(THE EXERCISE) Give every line of the data again, unchanged, but with no pictures.

(DATA RECORDS)
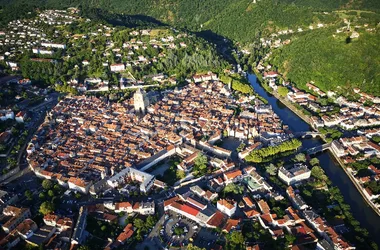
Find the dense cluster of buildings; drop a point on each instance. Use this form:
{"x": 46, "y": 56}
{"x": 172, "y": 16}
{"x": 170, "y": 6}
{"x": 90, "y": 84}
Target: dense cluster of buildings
{"x": 299, "y": 219}
{"x": 86, "y": 139}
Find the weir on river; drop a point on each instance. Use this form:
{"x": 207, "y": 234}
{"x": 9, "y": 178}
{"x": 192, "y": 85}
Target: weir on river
{"x": 359, "y": 208}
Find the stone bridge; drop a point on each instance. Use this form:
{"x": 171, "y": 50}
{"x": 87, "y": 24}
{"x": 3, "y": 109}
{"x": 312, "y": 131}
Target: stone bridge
{"x": 307, "y": 134}
{"x": 317, "y": 149}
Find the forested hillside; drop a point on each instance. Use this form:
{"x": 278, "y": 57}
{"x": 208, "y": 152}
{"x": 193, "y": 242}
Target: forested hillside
{"x": 314, "y": 55}
{"x": 328, "y": 59}
{"x": 239, "y": 20}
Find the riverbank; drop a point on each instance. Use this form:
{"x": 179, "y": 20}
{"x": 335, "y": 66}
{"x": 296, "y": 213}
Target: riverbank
{"x": 356, "y": 184}
{"x": 338, "y": 160}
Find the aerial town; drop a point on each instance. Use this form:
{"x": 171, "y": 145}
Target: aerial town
{"x": 126, "y": 148}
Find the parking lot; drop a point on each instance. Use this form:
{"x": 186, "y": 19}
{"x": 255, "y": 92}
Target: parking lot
{"x": 171, "y": 221}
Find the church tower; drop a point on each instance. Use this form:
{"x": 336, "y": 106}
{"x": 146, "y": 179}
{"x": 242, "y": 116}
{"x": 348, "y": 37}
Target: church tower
{"x": 141, "y": 101}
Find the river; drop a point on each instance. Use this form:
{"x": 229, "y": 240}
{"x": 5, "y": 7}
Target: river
{"x": 359, "y": 208}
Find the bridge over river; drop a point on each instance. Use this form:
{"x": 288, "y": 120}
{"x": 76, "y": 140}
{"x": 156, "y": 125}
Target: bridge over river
{"x": 305, "y": 134}
{"x": 317, "y": 149}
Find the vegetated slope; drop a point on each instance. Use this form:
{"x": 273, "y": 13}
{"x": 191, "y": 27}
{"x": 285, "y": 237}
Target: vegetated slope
{"x": 315, "y": 55}
{"x": 330, "y": 61}
{"x": 238, "y": 20}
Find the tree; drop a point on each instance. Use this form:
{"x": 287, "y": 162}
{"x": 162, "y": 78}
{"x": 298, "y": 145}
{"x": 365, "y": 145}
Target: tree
{"x": 47, "y": 184}
{"x": 300, "y": 157}
{"x": 29, "y": 195}
{"x": 151, "y": 221}
{"x": 192, "y": 247}
{"x": 233, "y": 188}
{"x": 314, "y": 162}
{"x": 84, "y": 247}
{"x": 271, "y": 169}
{"x": 318, "y": 173}
{"x": 139, "y": 224}
{"x": 51, "y": 193}
{"x": 42, "y": 196}
{"x": 180, "y": 174}
{"x": 236, "y": 239}
{"x": 282, "y": 91}
{"x": 47, "y": 207}
{"x": 200, "y": 164}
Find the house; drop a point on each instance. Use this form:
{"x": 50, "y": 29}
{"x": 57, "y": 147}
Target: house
{"x": 79, "y": 184}
{"x": 26, "y": 228}
{"x": 126, "y": 234}
{"x": 294, "y": 174}
{"x": 13, "y": 216}
{"x": 232, "y": 176}
{"x": 338, "y": 149}
{"x": 117, "y": 67}
{"x": 20, "y": 117}
{"x": 230, "y": 225}
{"x": 227, "y": 207}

(FINAL ANSWER)
Find the dense cluster of buildings; drop a point on each instance. Use this form:
{"x": 46, "y": 56}
{"x": 172, "y": 16}
{"x": 170, "y": 6}
{"x": 90, "y": 84}
Target: dense cluster of buildings
{"x": 299, "y": 219}
{"x": 86, "y": 139}
Find the weir on river; drop a point on each instance. Use this form:
{"x": 207, "y": 234}
{"x": 9, "y": 178}
{"x": 192, "y": 85}
Target: weir on river
{"x": 359, "y": 208}
Find the stone bridge; drop a point on each instance. Use this form:
{"x": 171, "y": 50}
{"x": 87, "y": 24}
{"x": 3, "y": 109}
{"x": 312, "y": 131}
Target: stone bridge
{"x": 307, "y": 134}
{"x": 317, "y": 149}
Find the forested hillside; drop a point on each instance. Use this form:
{"x": 278, "y": 57}
{"x": 208, "y": 152}
{"x": 193, "y": 242}
Target: forested hillside
{"x": 314, "y": 55}
{"x": 328, "y": 59}
{"x": 239, "y": 20}
Find the riverbank; drop a point on each instance. Use this form:
{"x": 179, "y": 20}
{"x": 335, "y": 66}
{"x": 296, "y": 213}
Target: riverbank
{"x": 356, "y": 184}
{"x": 338, "y": 160}
Find the aerial town; drop a point on each instance. Use this form:
{"x": 171, "y": 145}
Target: aerial town
{"x": 126, "y": 148}
Find the parking lot; drop a point on each instance. Use this form:
{"x": 186, "y": 19}
{"x": 255, "y": 92}
Target: parking lot
{"x": 171, "y": 221}
Find the church tower; drop a point on each instance. Use this form:
{"x": 336, "y": 106}
{"x": 146, "y": 179}
{"x": 242, "y": 116}
{"x": 348, "y": 37}
Target: church tower
{"x": 141, "y": 101}
Find the river; drop a point on each instance. Use this form:
{"x": 229, "y": 240}
{"x": 5, "y": 7}
Target: river
{"x": 359, "y": 208}
Find the bridge over river; drop a point on each instance. Use this form:
{"x": 288, "y": 120}
{"x": 76, "y": 140}
{"x": 156, "y": 125}
Target: bridge over river
{"x": 305, "y": 134}
{"x": 317, "y": 149}
Find the vegetated slope; drop a point on each instance. Use this form:
{"x": 273, "y": 13}
{"x": 191, "y": 27}
{"x": 285, "y": 237}
Target: vegetated slope
{"x": 315, "y": 55}
{"x": 330, "y": 61}
{"x": 238, "y": 20}
Find the tree; drop a point on each instance. Use this form:
{"x": 287, "y": 162}
{"x": 162, "y": 78}
{"x": 298, "y": 145}
{"x": 365, "y": 145}
Target: tree
{"x": 47, "y": 184}
{"x": 300, "y": 157}
{"x": 29, "y": 195}
{"x": 151, "y": 221}
{"x": 192, "y": 247}
{"x": 233, "y": 188}
{"x": 314, "y": 162}
{"x": 84, "y": 247}
{"x": 271, "y": 169}
{"x": 318, "y": 173}
{"x": 139, "y": 224}
{"x": 51, "y": 193}
{"x": 42, "y": 196}
{"x": 180, "y": 174}
{"x": 236, "y": 239}
{"x": 282, "y": 91}
{"x": 47, "y": 207}
{"x": 200, "y": 164}
Find the house; drop a point on each instance. Use this form:
{"x": 50, "y": 29}
{"x": 57, "y": 147}
Target: house
{"x": 79, "y": 184}
{"x": 26, "y": 228}
{"x": 126, "y": 234}
{"x": 294, "y": 174}
{"x": 13, "y": 216}
{"x": 232, "y": 176}
{"x": 338, "y": 149}
{"x": 117, "y": 67}
{"x": 20, "y": 117}
{"x": 230, "y": 225}
{"x": 227, "y": 207}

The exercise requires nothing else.